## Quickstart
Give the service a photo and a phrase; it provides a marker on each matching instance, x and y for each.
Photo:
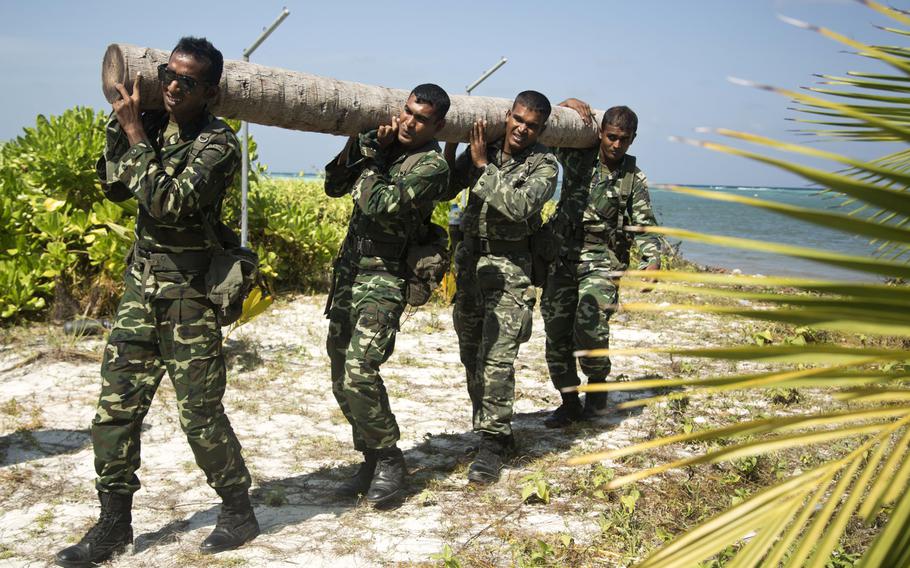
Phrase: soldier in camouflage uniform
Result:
(510, 180)
(395, 176)
(602, 192)
(178, 172)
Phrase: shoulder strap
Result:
(410, 162)
(625, 190)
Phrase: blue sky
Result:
(669, 60)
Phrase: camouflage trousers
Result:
(180, 336)
(366, 308)
(494, 301)
(577, 302)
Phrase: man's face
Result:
(523, 127)
(417, 123)
(614, 143)
(179, 101)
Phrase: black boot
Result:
(488, 461)
(236, 524)
(359, 483)
(110, 535)
(595, 405)
(388, 480)
(568, 412)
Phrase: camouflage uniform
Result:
(581, 294)
(164, 322)
(390, 197)
(494, 297)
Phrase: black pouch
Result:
(426, 263)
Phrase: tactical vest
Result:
(371, 239)
(570, 216)
(502, 228)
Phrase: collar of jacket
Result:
(494, 151)
(607, 173)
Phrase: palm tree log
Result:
(300, 101)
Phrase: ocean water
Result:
(673, 209)
(720, 218)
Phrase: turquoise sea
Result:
(716, 217)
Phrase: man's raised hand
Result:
(582, 108)
(387, 133)
(478, 144)
(128, 110)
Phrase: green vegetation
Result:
(59, 241)
(63, 245)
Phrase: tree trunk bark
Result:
(300, 101)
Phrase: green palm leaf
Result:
(801, 520)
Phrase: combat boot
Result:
(488, 462)
(595, 405)
(359, 483)
(236, 524)
(389, 477)
(568, 412)
(110, 535)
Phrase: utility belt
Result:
(152, 262)
(577, 235)
(499, 247)
(368, 247)
(191, 261)
(616, 241)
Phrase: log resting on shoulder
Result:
(300, 101)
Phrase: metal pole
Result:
(245, 127)
(471, 87)
(486, 74)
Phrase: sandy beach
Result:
(297, 445)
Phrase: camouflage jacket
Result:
(393, 196)
(590, 216)
(507, 195)
(172, 194)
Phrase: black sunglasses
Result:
(166, 76)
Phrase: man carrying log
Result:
(395, 175)
(179, 176)
(602, 193)
(509, 181)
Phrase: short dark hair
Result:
(202, 49)
(433, 95)
(621, 117)
(532, 100)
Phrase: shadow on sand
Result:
(27, 445)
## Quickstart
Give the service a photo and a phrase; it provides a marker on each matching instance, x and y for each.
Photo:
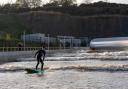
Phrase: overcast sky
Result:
(79, 1)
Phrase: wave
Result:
(111, 68)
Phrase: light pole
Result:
(24, 39)
(48, 41)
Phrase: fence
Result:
(7, 49)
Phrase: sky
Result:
(79, 1)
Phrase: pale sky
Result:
(79, 1)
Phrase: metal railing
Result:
(8, 49)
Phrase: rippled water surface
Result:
(79, 69)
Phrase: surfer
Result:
(39, 54)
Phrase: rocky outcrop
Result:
(63, 24)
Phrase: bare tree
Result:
(28, 3)
(63, 2)
(87, 1)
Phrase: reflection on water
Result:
(75, 70)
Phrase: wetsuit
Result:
(39, 55)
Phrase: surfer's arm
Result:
(36, 53)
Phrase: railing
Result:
(7, 49)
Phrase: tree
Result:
(63, 2)
(87, 1)
(29, 3)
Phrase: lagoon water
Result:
(77, 69)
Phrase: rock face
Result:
(63, 24)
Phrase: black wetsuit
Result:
(39, 55)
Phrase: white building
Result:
(38, 37)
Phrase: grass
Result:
(10, 24)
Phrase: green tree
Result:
(63, 2)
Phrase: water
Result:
(79, 69)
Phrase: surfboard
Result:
(29, 70)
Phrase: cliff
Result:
(64, 24)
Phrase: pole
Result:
(24, 39)
(48, 41)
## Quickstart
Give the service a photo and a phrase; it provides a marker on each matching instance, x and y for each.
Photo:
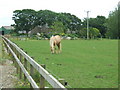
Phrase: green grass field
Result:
(82, 63)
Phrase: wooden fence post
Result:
(42, 80)
(25, 65)
(31, 72)
(20, 68)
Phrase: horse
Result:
(55, 41)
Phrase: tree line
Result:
(64, 23)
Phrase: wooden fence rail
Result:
(19, 54)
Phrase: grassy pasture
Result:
(82, 63)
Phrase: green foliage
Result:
(98, 23)
(112, 24)
(27, 19)
(93, 32)
(94, 63)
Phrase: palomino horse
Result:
(55, 41)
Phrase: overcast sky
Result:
(76, 7)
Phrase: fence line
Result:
(16, 52)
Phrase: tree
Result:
(24, 19)
(93, 32)
(98, 22)
(112, 24)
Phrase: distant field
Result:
(82, 63)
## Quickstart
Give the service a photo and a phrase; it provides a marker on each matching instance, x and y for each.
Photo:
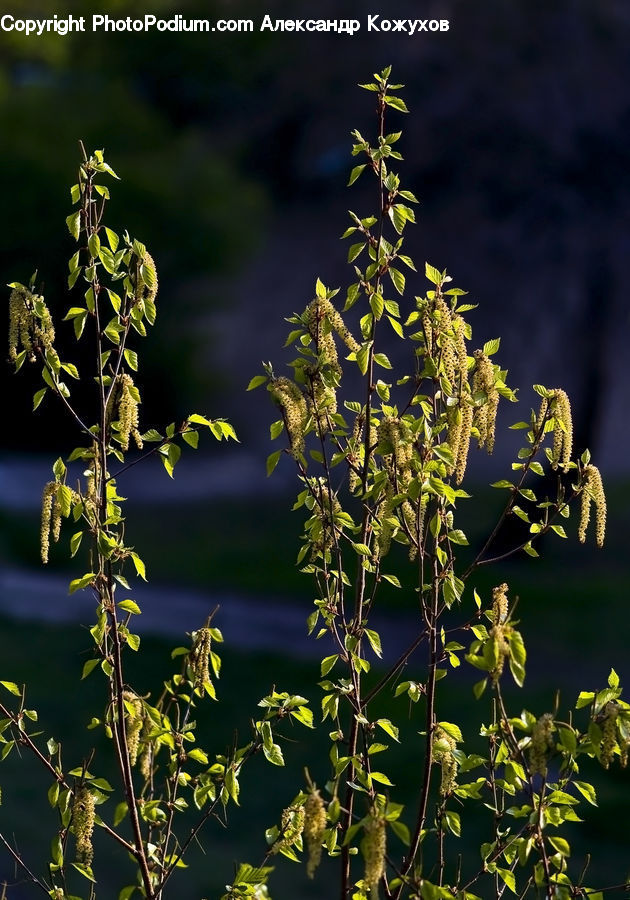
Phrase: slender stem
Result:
(20, 862)
(106, 580)
(429, 726)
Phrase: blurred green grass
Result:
(573, 610)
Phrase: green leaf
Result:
(273, 754)
(130, 606)
(395, 103)
(375, 641)
(433, 274)
(272, 461)
(94, 245)
(560, 845)
(74, 224)
(518, 656)
(362, 357)
(381, 360)
(508, 877)
(398, 280)
(585, 698)
(88, 667)
(256, 381)
(355, 250)
(355, 173)
(388, 728)
(38, 396)
(191, 438)
(381, 778)
(86, 871)
(396, 326)
(78, 584)
(131, 358)
(139, 566)
(587, 791)
(112, 237)
(492, 346)
(327, 663)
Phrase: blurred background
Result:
(234, 153)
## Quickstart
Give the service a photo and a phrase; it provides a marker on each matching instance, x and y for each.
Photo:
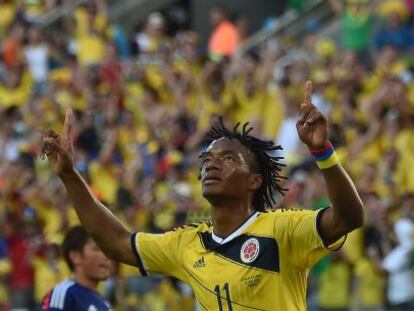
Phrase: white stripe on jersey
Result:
(59, 293)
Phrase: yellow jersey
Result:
(263, 265)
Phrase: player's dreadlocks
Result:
(266, 165)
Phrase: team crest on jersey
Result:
(249, 250)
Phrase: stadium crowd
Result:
(143, 103)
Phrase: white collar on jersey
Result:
(237, 232)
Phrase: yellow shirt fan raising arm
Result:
(248, 257)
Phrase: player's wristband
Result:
(325, 157)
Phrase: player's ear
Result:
(255, 181)
(75, 257)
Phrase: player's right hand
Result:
(58, 147)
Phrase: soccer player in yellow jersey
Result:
(248, 257)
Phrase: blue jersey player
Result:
(89, 266)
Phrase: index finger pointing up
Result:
(67, 126)
(308, 93)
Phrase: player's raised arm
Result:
(346, 213)
(107, 231)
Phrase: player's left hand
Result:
(312, 125)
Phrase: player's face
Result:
(93, 262)
(225, 171)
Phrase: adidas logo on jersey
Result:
(199, 263)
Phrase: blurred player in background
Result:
(248, 257)
(89, 266)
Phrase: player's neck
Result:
(85, 281)
(226, 219)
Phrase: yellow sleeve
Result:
(306, 245)
(159, 253)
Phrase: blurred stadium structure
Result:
(145, 87)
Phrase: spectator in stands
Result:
(224, 38)
(357, 21)
(37, 57)
(395, 30)
(150, 39)
(398, 263)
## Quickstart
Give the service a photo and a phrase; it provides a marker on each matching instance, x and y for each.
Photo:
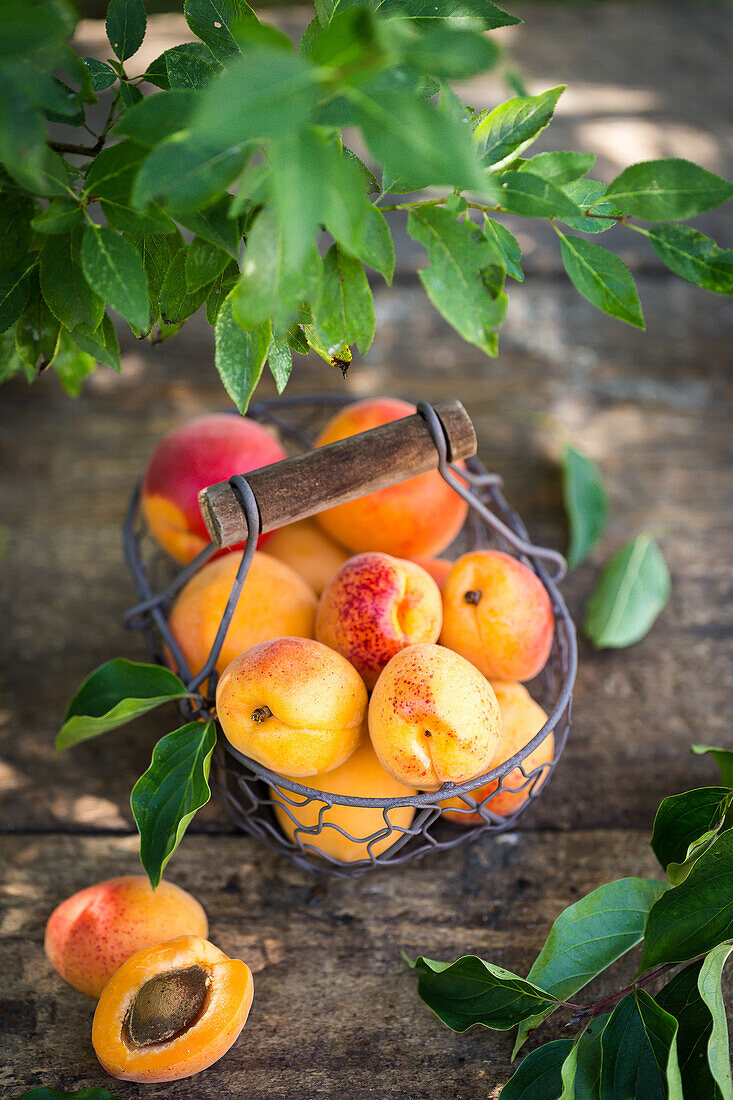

→ Given instruction: Extract each line of the rows above that contains the word "white".

→ Expected output:
Phrase: white building
Phrase: white stripe on jersey
Phrase: white collar on jersey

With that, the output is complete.